• _Data supplied_:
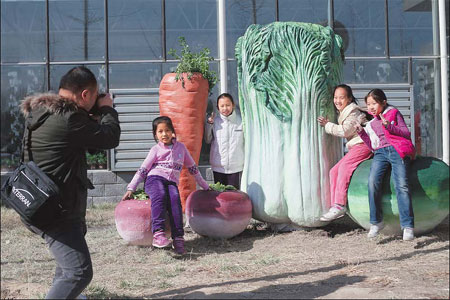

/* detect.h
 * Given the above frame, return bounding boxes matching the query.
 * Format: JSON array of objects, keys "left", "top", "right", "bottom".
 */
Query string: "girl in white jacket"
[{"left": 205, "top": 93, "right": 244, "bottom": 189}]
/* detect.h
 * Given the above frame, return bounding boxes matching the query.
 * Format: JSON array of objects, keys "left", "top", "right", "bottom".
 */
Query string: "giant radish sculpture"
[{"left": 236, "top": 22, "right": 344, "bottom": 227}]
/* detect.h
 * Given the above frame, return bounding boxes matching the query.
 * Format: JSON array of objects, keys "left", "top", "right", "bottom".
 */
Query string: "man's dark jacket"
[{"left": 21, "top": 93, "right": 121, "bottom": 226}]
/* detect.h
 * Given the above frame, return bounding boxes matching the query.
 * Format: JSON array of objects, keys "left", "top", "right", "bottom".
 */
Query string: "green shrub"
[{"left": 168, "top": 36, "right": 218, "bottom": 93}]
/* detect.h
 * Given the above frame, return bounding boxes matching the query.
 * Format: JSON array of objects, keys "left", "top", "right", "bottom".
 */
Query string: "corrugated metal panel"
[
  {"left": 350, "top": 84, "right": 415, "bottom": 144},
  {"left": 110, "top": 89, "right": 160, "bottom": 171}
]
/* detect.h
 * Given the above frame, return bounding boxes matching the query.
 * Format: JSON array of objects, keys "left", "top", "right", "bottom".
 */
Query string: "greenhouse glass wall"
[{"left": 1, "top": 0, "right": 449, "bottom": 173}]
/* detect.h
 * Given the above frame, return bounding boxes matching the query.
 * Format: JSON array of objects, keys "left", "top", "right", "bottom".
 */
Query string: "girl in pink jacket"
[
  {"left": 356, "top": 89, "right": 415, "bottom": 241},
  {"left": 122, "top": 116, "right": 209, "bottom": 254},
  {"left": 317, "top": 84, "right": 373, "bottom": 222}
]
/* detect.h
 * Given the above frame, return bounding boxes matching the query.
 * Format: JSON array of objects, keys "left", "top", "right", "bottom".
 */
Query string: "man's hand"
[{"left": 97, "top": 93, "right": 113, "bottom": 108}]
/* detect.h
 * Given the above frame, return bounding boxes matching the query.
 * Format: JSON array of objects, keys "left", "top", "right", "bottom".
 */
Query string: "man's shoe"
[
  {"left": 367, "top": 222, "right": 385, "bottom": 238},
  {"left": 403, "top": 227, "right": 414, "bottom": 241},
  {"left": 172, "top": 237, "right": 186, "bottom": 255},
  {"left": 320, "top": 205, "right": 347, "bottom": 222},
  {"left": 152, "top": 231, "right": 171, "bottom": 248}
]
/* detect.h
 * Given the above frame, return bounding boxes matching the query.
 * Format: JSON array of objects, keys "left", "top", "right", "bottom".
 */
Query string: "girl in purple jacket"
[
  {"left": 356, "top": 89, "right": 415, "bottom": 241},
  {"left": 122, "top": 116, "right": 209, "bottom": 254}
]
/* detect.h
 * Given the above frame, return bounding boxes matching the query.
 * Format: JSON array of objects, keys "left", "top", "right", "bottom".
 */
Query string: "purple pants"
[
  {"left": 213, "top": 171, "right": 242, "bottom": 189},
  {"left": 144, "top": 175, "right": 183, "bottom": 238}
]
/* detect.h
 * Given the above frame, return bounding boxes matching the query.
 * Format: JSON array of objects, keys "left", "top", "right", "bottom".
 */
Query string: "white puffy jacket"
[
  {"left": 204, "top": 111, "right": 244, "bottom": 174},
  {"left": 324, "top": 102, "right": 368, "bottom": 149}
]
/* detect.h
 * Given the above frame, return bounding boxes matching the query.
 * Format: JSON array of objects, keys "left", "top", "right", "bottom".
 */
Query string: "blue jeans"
[
  {"left": 368, "top": 146, "right": 414, "bottom": 229},
  {"left": 28, "top": 221, "right": 93, "bottom": 299},
  {"left": 145, "top": 175, "right": 184, "bottom": 238}
]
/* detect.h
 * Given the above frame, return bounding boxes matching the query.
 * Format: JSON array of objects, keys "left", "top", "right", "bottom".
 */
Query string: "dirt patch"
[{"left": 1, "top": 205, "right": 449, "bottom": 299}]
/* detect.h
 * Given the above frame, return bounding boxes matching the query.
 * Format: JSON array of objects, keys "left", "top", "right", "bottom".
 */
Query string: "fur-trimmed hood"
[{"left": 21, "top": 92, "right": 79, "bottom": 117}]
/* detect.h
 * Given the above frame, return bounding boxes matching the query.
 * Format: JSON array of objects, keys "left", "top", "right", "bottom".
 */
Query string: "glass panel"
[
  {"left": 50, "top": 64, "right": 106, "bottom": 92},
  {"left": 166, "top": 0, "right": 217, "bottom": 59},
  {"left": 108, "top": 0, "right": 162, "bottom": 60},
  {"left": 388, "top": 0, "right": 434, "bottom": 55},
  {"left": 412, "top": 59, "right": 438, "bottom": 157},
  {"left": 343, "top": 59, "right": 408, "bottom": 84},
  {"left": 334, "top": 0, "right": 386, "bottom": 57},
  {"left": 1, "top": 65, "right": 47, "bottom": 167},
  {"left": 162, "top": 62, "right": 179, "bottom": 75},
  {"left": 279, "top": 0, "right": 328, "bottom": 24},
  {"left": 109, "top": 63, "right": 163, "bottom": 89},
  {"left": 1, "top": 1, "right": 46, "bottom": 63},
  {"left": 49, "top": 0, "right": 105, "bottom": 62},
  {"left": 226, "top": 0, "right": 276, "bottom": 58}
]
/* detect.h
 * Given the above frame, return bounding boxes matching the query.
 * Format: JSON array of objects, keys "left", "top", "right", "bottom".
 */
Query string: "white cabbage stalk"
[{"left": 236, "top": 22, "right": 344, "bottom": 227}]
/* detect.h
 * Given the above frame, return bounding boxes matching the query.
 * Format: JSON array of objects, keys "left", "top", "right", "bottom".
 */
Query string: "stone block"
[
  {"left": 87, "top": 197, "right": 94, "bottom": 208},
  {"left": 104, "top": 184, "right": 128, "bottom": 197},
  {"left": 116, "top": 172, "right": 135, "bottom": 184},
  {"left": 92, "top": 170, "right": 116, "bottom": 184},
  {"left": 87, "top": 171, "right": 93, "bottom": 182},
  {"left": 205, "top": 167, "right": 214, "bottom": 181},
  {"left": 88, "top": 185, "right": 105, "bottom": 197},
  {"left": 93, "top": 196, "right": 121, "bottom": 205}
]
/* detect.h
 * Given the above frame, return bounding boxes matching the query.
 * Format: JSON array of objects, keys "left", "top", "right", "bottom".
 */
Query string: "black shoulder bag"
[{"left": 1, "top": 112, "right": 62, "bottom": 227}]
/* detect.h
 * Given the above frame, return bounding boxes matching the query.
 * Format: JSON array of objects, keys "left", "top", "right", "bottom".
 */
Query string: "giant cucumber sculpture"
[
  {"left": 236, "top": 22, "right": 344, "bottom": 227},
  {"left": 347, "top": 156, "right": 449, "bottom": 235}
]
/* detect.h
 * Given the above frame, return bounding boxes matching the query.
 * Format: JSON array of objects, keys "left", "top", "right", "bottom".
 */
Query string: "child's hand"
[
  {"left": 355, "top": 123, "right": 363, "bottom": 133},
  {"left": 317, "top": 116, "right": 328, "bottom": 127},
  {"left": 207, "top": 112, "right": 215, "bottom": 124},
  {"left": 379, "top": 114, "right": 389, "bottom": 128},
  {"left": 122, "top": 190, "right": 134, "bottom": 201}
]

• _Assigned task_:
Where a record holds a picture, leave the picture out and restate the rest word for word.

• _Answer section_:
/* detect.h
 * Given the above frame, return bounding boxes matching the query.
 * Format: JSON array of objects, keys "left", "top", "right", "bottom".
 */
Query string: "girl in white jacket"
[{"left": 205, "top": 93, "right": 244, "bottom": 189}]
/* detect.h
 * Given the above frame, return bounding boxes matching the query.
 * Format: JSON array of objects, keys "left", "top", "right", "bottom".
 */
Query string: "giant radish sculpture"
[{"left": 236, "top": 22, "right": 344, "bottom": 227}]
/* detect.h
 * Given the above frame, return bounding boxes matching the query.
 * Format: JSON array of objects, keys "left", "top", "right", "bottom".
 */
Query string: "man's dark jacket"
[{"left": 21, "top": 93, "right": 121, "bottom": 226}]
/* detect.h
 * Given the above frame, return bounding boxes matching the query.
 * Format: JSON array of objects, keys "left", "top", "right", "bottom".
 */
Query string: "green shrub"
[{"left": 168, "top": 36, "right": 218, "bottom": 93}]
/* detect.h
 * Given the above frame, return bounding boxes matching the query.
 * Format: JSON array of objects, keys "left", "top", "right", "bottom".
 */
Query string: "corrugated metal panel"
[
  {"left": 350, "top": 84, "right": 415, "bottom": 144},
  {"left": 110, "top": 89, "right": 160, "bottom": 171}
]
/* detect.h
 * Given the above frame, return bounding boxes matching the query.
 * Format: JSON array of objects, keys "left", "top", "right", "bottom".
 */
Query string: "greenhouse glass wall"
[{"left": 1, "top": 0, "right": 449, "bottom": 173}]
/* detect.h
 * Given the above frame, return bounding boxes matching the query.
 * Format: JSON array of objects, keys "left", "top", "right", "bottom".
 */
Query string: "girl in pink jacket"
[
  {"left": 356, "top": 89, "right": 415, "bottom": 241},
  {"left": 122, "top": 116, "right": 209, "bottom": 254},
  {"left": 317, "top": 84, "right": 373, "bottom": 222}
]
/* detect.h
 * Given the above frame, return bounding boxes matching the query.
 * Format: JSON array of objects, keys "left", "top", "right", "bottom".
 */
Query string: "man's hand"
[{"left": 97, "top": 93, "right": 113, "bottom": 108}]
/* detect.h
 * Given the above frame, return bounding boxes matching the query.
 * Format: JSON array of objects, keys "left", "top", "right", "bottom".
 */
Query string: "man's shoe"
[
  {"left": 367, "top": 222, "right": 385, "bottom": 238},
  {"left": 403, "top": 227, "right": 414, "bottom": 241},
  {"left": 172, "top": 237, "right": 186, "bottom": 255},
  {"left": 320, "top": 205, "right": 347, "bottom": 222},
  {"left": 152, "top": 231, "right": 171, "bottom": 248}
]
/* detect.h
 * Given the above frame, return bounding boxes matching the query.
 * Format: JSON array of objects, keys "left", "top", "right", "bottom".
 */
Query string: "girl in purple jacket"
[
  {"left": 356, "top": 89, "right": 415, "bottom": 241},
  {"left": 122, "top": 116, "right": 209, "bottom": 254}
]
/* detect.h
 * Given the above frame, return bounding boxes matching the query.
 * Format: JSON array of objects, keys "left", "top", "right", "bottom".
 */
Query string: "purple pants"
[
  {"left": 213, "top": 171, "right": 242, "bottom": 189},
  {"left": 144, "top": 175, "right": 183, "bottom": 238}
]
/* detect.h
 * Given the above frame, return bounding boxes matching the query.
 * Format: JSON array of objects, keys "left", "top", "right", "bottom".
 */
Query string: "white puffy jacket"
[
  {"left": 204, "top": 111, "right": 244, "bottom": 174},
  {"left": 324, "top": 102, "right": 368, "bottom": 149}
]
/* detect.h
 * Given the above frame, return bounding boxes matching the query.
 * Format: JSON array of objects, keys "left", "top", "right", "bottom".
 */
Query string: "blue jeans"
[
  {"left": 368, "top": 146, "right": 414, "bottom": 229},
  {"left": 28, "top": 221, "right": 93, "bottom": 299},
  {"left": 145, "top": 175, "right": 184, "bottom": 238}
]
/* detect.h
 * Given the above frame, return bounding boxes matching the query.
 * Format: JSON array of objects, keys "left", "top", "right", "bottom".
 */
Query string: "dirt patch"
[{"left": 1, "top": 205, "right": 449, "bottom": 299}]
/* detect.h
 * Given the above frame, return bounding boxes matching the query.
 * Format: JSON array of objects, keys "left", "top", "right", "bottom".
 */
Query string: "fur-trimmed hood"
[{"left": 21, "top": 92, "right": 79, "bottom": 117}]
/* detect.h
 * Given the above frame, return bounding boxes matching the query.
 * Format: JSON array of objects, keys "left", "top", "right", "bottom".
 */
Query string: "glass panel"
[
  {"left": 50, "top": 64, "right": 106, "bottom": 92},
  {"left": 166, "top": 0, "right": 217, "bottom": 59},
  {"left": 108, "top": 0, "right": 162, "bottom": 60},
  {"left": 388, "top": 0, "right": 434, "bottom": 55},
  {"left": 412, "top": 59, "right": 438, "bottom": 157},
  {"left": 343, "top": 59, "right": 408, "bottom": 84},
  {"left": 334, "top": 0, "right": 386, "bottom": 57},
  {"left": 1, "top": 65, "right": 47, "bottom": 167},
  {"left": 162, "top": 62, "right": 179, "bottom": 75},
  {"left": 279, "top": 0, "right": 328, "bottom": 24},
  {"left": 109, "top": 63, "right": 163, "bottom": 89},
  {"left": 1, "top": 1, "right": 46, "bottom": 63},
  {"left": 49, "top": 0, "right": 105, "bottom": 62},
  {"left": 226, "top": 0, "right": 276, "bottom": 58}
]
/* detect.h
 * Given the above frame, return bounding boxes matching the query.
 * Format: JSON array of objects, keys "left", "top", "right", "bottom".
 */
Query string: "white cabbage stalk"
[{"left": 236, "top": 22, "right": 344, "bottom": 227}]
/* detect.h
 * Given the above frame, return bounding boxes matching the query.
 * Format: JSON array of objects, keys "left", "top", "right", "bottom".
 */
Query string: "stone block"
[
  {"left": 87, "top": 197, "right": 94, "bottom": 208},
  {"left": 104, "top": 184, "right": 128, "bottom": 197},
  {"left": 116, "top": 172, "right": 135, "bottom": 184},
  {"left": 92, "top": 170, "right": 116, "bottom": 184},
  {"left": 87, "top": 171, "right": 93, "bottom": 182},
  {"left": 205, "top": 167, "right": 214, "bottom": 181},
  {"left": 88, "top": 185, "right": 105, "bottom": 197},
  {"left": 93, "top": 196, "right": 121, "bottom": 205}
]
/* detect.h
 * Given the above frame, return bounding boxes matching the query.
 * Format: JSON array of objects, keys "left", "top", "right", "bottom".
 */
Query string: "black shoulder bag"
[{"left": 1, "top": 112, "right": 62, "bottom": 227}]
/* detect.h
 * Given the above frame, return bounding boxes matching the query.
 * Format: JSON array of objects, keys "left", "top", "right", "bottom".
 */
Query string: "giant cucumber sculpture"
[
  {"left": 236, "top": 22, "right": 344, "bottom": 227},
  {"left": 347, "top": 156, "right": 449, "bottom": 235}
]
/* detect.h
 * Given the above frame, return bounding boxes matching the query.
 * Format: JSON array of objects, keys "left", "top", "right", "bottom".
 */
Query string: "child's hand"
[
  {"left": 355, "top": 123, "right": 363, "bottom": 133},
  {"left": 317, "top": 116, "right": 328, "bottom": 127},
  {"left": 207, "top": 112, "right": 215, "bottom": 124},
  {"left": 379, "top": 114, "right": 389, "bottom": 128},
  {"left": 122, "top": 190, "right": 134, "bottom": 201}
]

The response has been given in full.